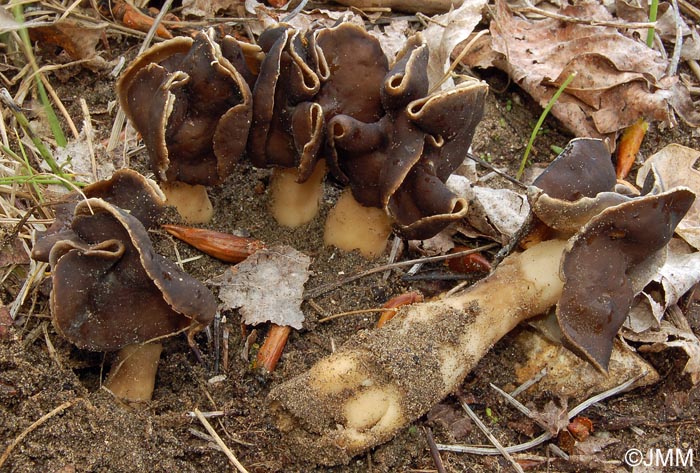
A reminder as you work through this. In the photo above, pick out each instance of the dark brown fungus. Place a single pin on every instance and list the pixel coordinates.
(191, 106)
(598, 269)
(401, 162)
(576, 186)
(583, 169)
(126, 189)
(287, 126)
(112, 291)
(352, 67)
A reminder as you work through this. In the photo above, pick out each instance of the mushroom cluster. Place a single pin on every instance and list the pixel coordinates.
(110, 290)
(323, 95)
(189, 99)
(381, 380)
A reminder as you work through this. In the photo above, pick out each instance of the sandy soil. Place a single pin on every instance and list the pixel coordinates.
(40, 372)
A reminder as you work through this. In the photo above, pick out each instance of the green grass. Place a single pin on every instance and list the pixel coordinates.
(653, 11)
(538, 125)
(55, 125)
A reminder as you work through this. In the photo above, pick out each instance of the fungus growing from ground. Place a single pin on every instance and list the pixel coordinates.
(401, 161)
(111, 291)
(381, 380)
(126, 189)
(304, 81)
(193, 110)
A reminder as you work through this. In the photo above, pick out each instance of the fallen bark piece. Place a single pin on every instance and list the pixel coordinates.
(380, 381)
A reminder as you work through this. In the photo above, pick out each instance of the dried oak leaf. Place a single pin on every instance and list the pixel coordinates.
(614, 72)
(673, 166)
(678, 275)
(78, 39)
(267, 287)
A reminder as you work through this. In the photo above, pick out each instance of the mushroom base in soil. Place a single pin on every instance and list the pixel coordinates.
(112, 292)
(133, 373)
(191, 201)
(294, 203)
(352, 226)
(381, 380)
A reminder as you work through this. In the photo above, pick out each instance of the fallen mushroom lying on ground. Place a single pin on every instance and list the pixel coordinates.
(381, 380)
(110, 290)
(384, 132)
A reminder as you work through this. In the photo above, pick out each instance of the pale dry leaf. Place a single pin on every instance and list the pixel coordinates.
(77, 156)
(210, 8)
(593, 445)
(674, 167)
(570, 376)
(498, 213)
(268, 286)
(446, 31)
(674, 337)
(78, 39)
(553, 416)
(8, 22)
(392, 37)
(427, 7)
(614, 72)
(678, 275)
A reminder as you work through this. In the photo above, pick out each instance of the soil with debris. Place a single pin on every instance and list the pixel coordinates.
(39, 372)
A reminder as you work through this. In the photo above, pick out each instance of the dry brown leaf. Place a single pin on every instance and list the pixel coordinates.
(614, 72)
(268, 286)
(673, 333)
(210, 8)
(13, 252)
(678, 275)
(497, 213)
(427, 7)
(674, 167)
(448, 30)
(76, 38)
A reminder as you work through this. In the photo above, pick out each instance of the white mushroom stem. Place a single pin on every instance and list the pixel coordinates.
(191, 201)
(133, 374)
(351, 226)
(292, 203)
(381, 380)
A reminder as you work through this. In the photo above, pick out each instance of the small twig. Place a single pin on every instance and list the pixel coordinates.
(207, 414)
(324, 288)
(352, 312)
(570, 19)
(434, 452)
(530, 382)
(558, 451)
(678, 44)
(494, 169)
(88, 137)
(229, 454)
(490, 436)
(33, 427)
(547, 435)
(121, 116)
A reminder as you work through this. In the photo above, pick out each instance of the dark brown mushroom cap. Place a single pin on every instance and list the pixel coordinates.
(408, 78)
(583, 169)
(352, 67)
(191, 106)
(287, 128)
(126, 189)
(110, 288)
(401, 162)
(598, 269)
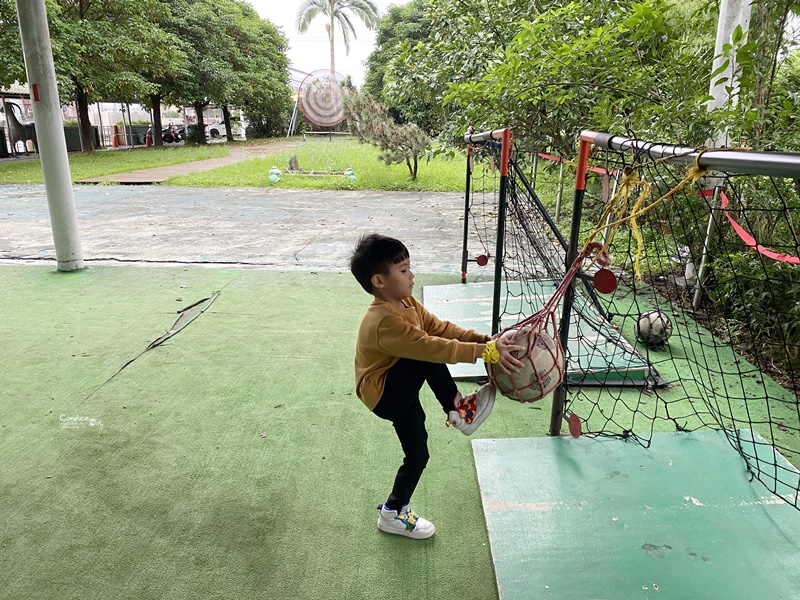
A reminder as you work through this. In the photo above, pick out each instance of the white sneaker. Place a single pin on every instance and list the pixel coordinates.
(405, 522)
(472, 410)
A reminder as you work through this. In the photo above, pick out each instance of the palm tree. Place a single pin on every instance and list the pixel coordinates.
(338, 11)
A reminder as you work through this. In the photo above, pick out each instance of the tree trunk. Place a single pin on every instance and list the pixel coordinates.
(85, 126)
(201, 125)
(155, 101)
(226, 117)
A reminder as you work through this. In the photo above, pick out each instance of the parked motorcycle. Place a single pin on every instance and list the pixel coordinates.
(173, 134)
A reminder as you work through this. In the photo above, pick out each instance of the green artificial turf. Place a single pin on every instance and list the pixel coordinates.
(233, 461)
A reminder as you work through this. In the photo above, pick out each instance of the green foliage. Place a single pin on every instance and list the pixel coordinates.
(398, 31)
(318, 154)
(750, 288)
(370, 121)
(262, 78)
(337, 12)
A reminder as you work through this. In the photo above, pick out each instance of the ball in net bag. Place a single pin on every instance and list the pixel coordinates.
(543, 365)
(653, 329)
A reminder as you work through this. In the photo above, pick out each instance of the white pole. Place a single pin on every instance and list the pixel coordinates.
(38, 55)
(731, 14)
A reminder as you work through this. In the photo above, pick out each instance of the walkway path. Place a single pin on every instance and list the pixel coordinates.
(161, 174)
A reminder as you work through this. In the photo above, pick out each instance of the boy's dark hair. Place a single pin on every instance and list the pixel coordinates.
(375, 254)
· · · ·
■ Exercise objective
Copy out the data exactly and keep the pictures out.

■ Answer to this exercise
A reminder as you work through this. In the photo above, pick out each instance of the dark brown fungus. Place a single pin on every instance and list the pixel coordinates.
(191, 106)
(598, 269)
(401, 162)
(576, 186)
(583, 169)
(126, 189)
(287, 126)
(112, 291)
(352, 67)
A reminder as you work through this. In the photo above, pick out each instance of the mushroom cluster. Place a single pin on every instance and list the pixel coordinates.
(110, 290)
(323, 95)
(189, 99)
(381, 380)
A reminder as you work through this. In the photo above, pick out each instance of the sandy soil. Place a single pin on every instance and list the pixel coordinates.
(40, 372)
A reminder as you work through this. In the photo above, pick out each instance of the green grass. Place a single pin on every instance and list the pixel coordinates.
(653, 11)
(538, 125)
(55, 125)
A reminder as you work through this. In the photo above, pick out each instance of the fungus growing from ground. Place a single pin on every instance and list the pixel coordinates.
(401, 161)
(111, 291)
(381, 380)
(126, 189)
(304, 81)
(193, 110)
A reminder as you work through this. In the photo above, pick out each instance of the fallen bark piece. Place a single pin on every instance and list the pixel coordinates.
(380, 381)
A reminder as you work through this. In the photo above, pick out each instance of the dried oak leaf. Place a single pin on every instance and list the pixel coordinates.
(614, 72)
(673, 166)
(678, 275)
(78, 39)
(267, 287)
A reminder as you work through this. In the photo above, pick out each instance of the mushroom base in soil. Place a single pin on every instance and list the pixel coordinates.
(112, 292)
(133, 373)
(191, 201)
(294, 203)
(352, 226)
(381, 380)
A reminder as you work through this. In the photo above, pick out each instance of the fallen mushroom lying on ground. Place a single pin on every instance and list the pixel coordinates.
(381, 380)
(110, 290)
(384, 132)
A reminder as you work through this. In the photo above, pick out each instance of the pale dry leaf. Place a single pin on every instance and list the pixel coordinates.
(77, 156)
(210, 8)
(593, 445)
(674, 167)
(570, 376)
(498, 213)
(268, 286)
(446, 31)
(674, 337)
(78, 39)
(553, 416)
(8, 22)
(392, 37)
(427, 7)
(614, 72)
(678, 275)
A reminder as you work through this. In the photo above, pick out each instance of the soil with debris. Place a single pin on every instance and list the pixel coordinates.
(39, 372)
A reminder as you work through this. In the photo above, pick out each instance of the dry brown leaf. Place a single pin on every instance and list the pixel coordinates.
(614, 72)
(268, 286)
(673, 333)
(210, 8)
(13, 252)
(678, 275)
(497, 213)
(427, 7)
(674, 167)
(448, 30)
(76, 38)
A reminder as you work through this. In the photo above, pick out each instance of the white mushroom stem. Place a single pin on every instance and list the pixel coordinates.
(191, 201)
(133, 374)
(351, 226)
(292, 203)
(381, 380)
A reminder as you work through this. In the photo above, pick out each instance of the small twig. Place a single pin on every instance and list the pixel coordinates.
(207, 414)
(324, 288)
(352, 312)
(570, 19)
(434, 452)
(530, 382)
(558, 451)
(678, 44)
(494, 169)
(88, 137)
(229, 454)
(490, 436)
(33, 427)
(547, 435)
(121, 116)
A reminder as you work through this. In the photo above, pick out each instance of the dark brown mushroom cap. Place a single pin on every instance and list the pixel coordinates.
(408, 78)
(583, 169)
(352, 67)
(191, 106)
(287, 128)
(126, 189)
(110, 288)
(401, 162)
(598, 269)
A reminder as you work through this. In the photo above, pick out each instance of the white sneaker. Place a single pin on every instance and list the pixel coordinates.
(405, 522)
(472, 410)
A reminder as you work through this. In the photo above, pick out each instance of the palm tree. Place a single pin on every instance and list the pixel coordinates.
(338, 11)
A reminder as you work through this. In the photo above, pick out each instance of the tree trunk. Place a single pin on every instance and list the pixel coordinates.
(85, 126)
(201, 125)
(155, 101)
(226, 117)
A reminder as you work through this. In the photo above, pick out each instance of the parked motorcycle. Place a single pin on every instance and list the pixel coordinates.
(173, 134)
A reminder as you work through this. In the photo above, pick out each instance of the green artificial turf. Place a single pin on every instance and list the pixel coordinates.
(233, 461)
A reminder as you work through this. In the photo above, pick out each instance of the green foliage. Place a single pin on every instance and list the pixel coordinates.
(398, 31)
(318, 154)
(750, 288)
(370, 121)
(262, 78)
(337, 12)
A reminder as you work through this. In the photo above, pick out each instance of the ball in net bag. Place a single pin on every instance and list the pixel coordinates.
(543, 365)
(653, 329)
A reminder as you work through this. In the photo above, pick out each instance of the white pole. Place a single pin on every instance and list the pixel coordinates.
(38, 55)
(731, 14)
A reminder as you work through this. In the photo above, pick out each instance of the walkway path. Place a single pin on every instance and list the pixel coordinates.
(161, 174)
A reminder as you work through this. In the photo above, pick out each instance of the boy's dark hair. Place a single pin on every instance and list the pixel coordinates.
(375, 254)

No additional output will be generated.